*TRAVAIL DEMANDÉ*:
A - Dans le texte sur Thémistocle, quelle fonction ce dernier exerçait-il à Athènes ?
B - Relevez tous les lieux désignés par un nom propre dans le texte sur Thémistocle, en donnant leur forme française.
C - Poursuivez le texte sur Thémistocle à la suite de sa dernière phrase.

*TEXTE EXTRAIT*:
----
• Il a dû livrer au feu ce dont il était le plus fier.

    Nombre des siens se sont opposés à son choix étrange.

    Mais il a maintenu l'épreuve du feu pour sauver ce qui était encore plus essentiel : la liberté. Liberté pour les siens, pour son peuple, pour sa patrie.

    Lui, c'était Θεμιστοκλής – ΘΕΜΙΣΤΟΚΛΗΣ (en français : Thémistocle). Il était athénien et occupait la fonction de stratège. Ce dont il était si fier, c'était sa ville bien-aimée, Athènes. Pourtant, il l'a livrée aux flammes ! Comment était-ce possible ?

    Il n'a pas allumé lui-même le bûcher. Mais sciemment, il a laissé les autres le faire.

    Donc, il savait que leur geste serait inévitable. Oui, parce que ceux-là, c'étaient ses pires ennemis, venus de l'autre côté de la Mer, pour venger la honte qui leur était infligée dix ans plutôt, à Marathon.

    Nous sommes donc dans le contexte des Guerres Médiques, qui ont opposé Grecs et Perses, au cinquième siècle avant notre ère.

    L'armée perse, commandée par Xerxès, qui se faisait appeler « Roi des rois », tentait, pour la deuxième fois, d'envahir la Grèce. L'envahisseur semblait invincible. Il s'emparait sans difficulté du Nord de la Grèce et progressait furieusement vers Athènes. Pour stopper cette avancée inquiétante, les Grecs ont mis deux verrous, l'un sur la terre et l'autre sur la mer. Le premier se trouvait au défilé des Θερμοπύλες – ΘΕΡΜΟΠΥΛΕΣ (en français : Thermopyles). Le second, au cap Aρτεμίσιο – APTEMIΣΙΟ (en français : Artémissio). Le premier n'a pas tenu bon. En apprenant cet échec, les Grecs chargés de bloquer l'accès par la mer ont préféré anticiper la retraite. Désormais, la route d'Athènes s'offrait à l'ennemi.
----
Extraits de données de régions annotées

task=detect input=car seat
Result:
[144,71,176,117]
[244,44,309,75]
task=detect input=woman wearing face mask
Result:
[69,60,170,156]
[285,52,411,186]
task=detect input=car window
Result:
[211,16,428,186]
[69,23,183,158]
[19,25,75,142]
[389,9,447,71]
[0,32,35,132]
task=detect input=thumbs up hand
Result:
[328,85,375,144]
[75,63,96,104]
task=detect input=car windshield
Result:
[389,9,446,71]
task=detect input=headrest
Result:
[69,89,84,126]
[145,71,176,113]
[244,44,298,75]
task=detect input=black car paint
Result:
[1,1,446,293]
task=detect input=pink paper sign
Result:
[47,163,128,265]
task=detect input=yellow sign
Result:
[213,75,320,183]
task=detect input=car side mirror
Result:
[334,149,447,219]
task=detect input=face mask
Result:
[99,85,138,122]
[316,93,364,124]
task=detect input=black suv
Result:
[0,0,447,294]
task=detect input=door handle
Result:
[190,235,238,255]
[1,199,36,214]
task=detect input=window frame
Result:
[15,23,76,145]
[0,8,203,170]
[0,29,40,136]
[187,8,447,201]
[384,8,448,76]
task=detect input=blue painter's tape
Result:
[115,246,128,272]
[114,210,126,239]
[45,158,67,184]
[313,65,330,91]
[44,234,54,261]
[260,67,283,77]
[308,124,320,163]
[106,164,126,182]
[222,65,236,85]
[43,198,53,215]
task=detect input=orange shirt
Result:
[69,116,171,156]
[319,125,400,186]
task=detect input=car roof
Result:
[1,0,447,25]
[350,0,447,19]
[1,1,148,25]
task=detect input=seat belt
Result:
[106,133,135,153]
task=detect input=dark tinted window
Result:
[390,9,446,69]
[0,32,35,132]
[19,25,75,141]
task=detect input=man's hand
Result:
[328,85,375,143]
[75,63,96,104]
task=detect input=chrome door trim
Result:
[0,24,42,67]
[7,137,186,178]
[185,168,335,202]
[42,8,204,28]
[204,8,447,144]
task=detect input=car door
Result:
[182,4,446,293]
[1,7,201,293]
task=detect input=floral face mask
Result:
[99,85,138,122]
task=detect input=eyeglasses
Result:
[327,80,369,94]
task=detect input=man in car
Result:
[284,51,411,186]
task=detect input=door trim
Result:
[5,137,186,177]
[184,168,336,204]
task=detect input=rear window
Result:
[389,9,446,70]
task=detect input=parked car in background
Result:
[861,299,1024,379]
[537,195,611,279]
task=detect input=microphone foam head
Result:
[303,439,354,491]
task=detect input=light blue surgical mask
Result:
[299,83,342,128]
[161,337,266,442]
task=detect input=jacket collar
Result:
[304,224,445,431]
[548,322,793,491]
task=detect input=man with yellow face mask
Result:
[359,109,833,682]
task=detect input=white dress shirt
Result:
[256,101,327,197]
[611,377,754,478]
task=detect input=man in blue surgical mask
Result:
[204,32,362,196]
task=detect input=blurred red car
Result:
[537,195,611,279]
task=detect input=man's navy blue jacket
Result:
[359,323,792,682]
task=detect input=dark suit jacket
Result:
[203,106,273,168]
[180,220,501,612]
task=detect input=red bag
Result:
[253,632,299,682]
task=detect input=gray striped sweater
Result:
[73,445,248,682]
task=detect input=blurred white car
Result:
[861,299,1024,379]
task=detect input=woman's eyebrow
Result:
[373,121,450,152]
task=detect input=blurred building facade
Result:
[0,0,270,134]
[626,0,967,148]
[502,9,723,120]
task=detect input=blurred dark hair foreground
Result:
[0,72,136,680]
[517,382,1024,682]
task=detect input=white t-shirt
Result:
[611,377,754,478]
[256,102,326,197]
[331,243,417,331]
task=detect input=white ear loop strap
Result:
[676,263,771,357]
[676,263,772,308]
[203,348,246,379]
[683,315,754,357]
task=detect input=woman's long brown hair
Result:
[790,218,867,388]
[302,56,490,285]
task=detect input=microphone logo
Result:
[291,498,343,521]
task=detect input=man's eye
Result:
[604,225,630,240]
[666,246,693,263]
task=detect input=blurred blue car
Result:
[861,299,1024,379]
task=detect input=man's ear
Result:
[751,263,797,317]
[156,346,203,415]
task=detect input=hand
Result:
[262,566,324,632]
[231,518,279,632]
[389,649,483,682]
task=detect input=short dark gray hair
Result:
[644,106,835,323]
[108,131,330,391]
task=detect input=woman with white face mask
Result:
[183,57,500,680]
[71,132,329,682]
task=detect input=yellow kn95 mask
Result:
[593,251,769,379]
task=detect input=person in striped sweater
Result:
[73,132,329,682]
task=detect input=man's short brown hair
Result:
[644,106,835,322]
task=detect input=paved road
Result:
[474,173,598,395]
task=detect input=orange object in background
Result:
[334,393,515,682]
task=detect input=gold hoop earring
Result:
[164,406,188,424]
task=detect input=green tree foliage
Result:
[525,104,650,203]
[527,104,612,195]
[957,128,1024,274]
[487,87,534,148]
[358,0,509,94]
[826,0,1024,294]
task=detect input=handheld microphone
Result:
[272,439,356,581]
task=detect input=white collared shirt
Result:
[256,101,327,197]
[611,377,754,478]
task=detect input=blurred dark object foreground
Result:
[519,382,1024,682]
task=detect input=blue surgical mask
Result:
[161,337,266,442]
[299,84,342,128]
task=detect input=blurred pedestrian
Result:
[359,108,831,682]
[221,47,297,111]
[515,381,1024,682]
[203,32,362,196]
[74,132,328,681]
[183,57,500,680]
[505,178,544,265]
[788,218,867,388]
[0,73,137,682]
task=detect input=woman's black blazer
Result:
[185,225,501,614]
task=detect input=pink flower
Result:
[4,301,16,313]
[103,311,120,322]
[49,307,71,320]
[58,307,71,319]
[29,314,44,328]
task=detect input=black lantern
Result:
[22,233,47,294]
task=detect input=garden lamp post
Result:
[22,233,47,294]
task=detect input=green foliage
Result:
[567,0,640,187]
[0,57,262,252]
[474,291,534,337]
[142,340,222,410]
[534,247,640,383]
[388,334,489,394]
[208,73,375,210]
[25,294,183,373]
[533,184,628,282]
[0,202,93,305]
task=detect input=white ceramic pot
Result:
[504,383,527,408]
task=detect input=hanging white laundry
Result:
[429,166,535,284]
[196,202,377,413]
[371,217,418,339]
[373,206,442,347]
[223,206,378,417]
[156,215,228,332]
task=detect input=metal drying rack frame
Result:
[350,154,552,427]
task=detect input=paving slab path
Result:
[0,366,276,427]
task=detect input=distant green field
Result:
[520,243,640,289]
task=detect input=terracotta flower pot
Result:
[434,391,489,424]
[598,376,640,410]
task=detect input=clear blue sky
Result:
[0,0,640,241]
----
*RÉPONSES ATTENDUES*:
A - Il occupait la fonction de stratège.

B - Athènes, Marathon, la Grèce, le défilé des Thermopyles, le cap Artémissio

C -
    Le stratège grec a consulté l'oracle de Delphes. La réponse de celui-ci parlait d'une protection grâce à des palissades de bois, que le stratège a identifiées aux flancs des trirèmes.

    Certain que l'ennemi serait vaincu par une bataille navale, le stratège grec a ordonné l'évacuation en masse des Athéniens vers Τροιζήνα – ΤΡΟΙΖΗΝΑ (en français : Trézène), qui se trouvait de l'autre côté de l'isthme de Corinthe, à proximité de Πόρος – ΠΟΡΟΣ (en français : Poros)

    Nous voici à Τροιζήνα – ΤΡΟΙΖΗΝΑ, là où les Athéniens se sont réfugiés, sur ordre du stratège grec :

     

    L'épreuve du feu

     

    Il nous a été donné un double privilège, celui d'être sur place, au centre névralgique de la résistance à l'ennemi, et celui de contempler le déploiement de la route de la survie. Voici un panorama de cette route de la sécurité et de la ruse :

     

    L'épreuve du feu

     

    Le panorama a été capté depuis Αίγινα – AΙΓΙΝΑ (en français : Égine)

    Le chemin des fugitifs se déroulait à l'horizon. À droite de la photo, c'était Athènes, qui se dépouillait de sa population. À gauche de la photo, c'était la direction de Τροιζήνα – ΤΡΟΙΖΗΝΑ, la cité-refuge.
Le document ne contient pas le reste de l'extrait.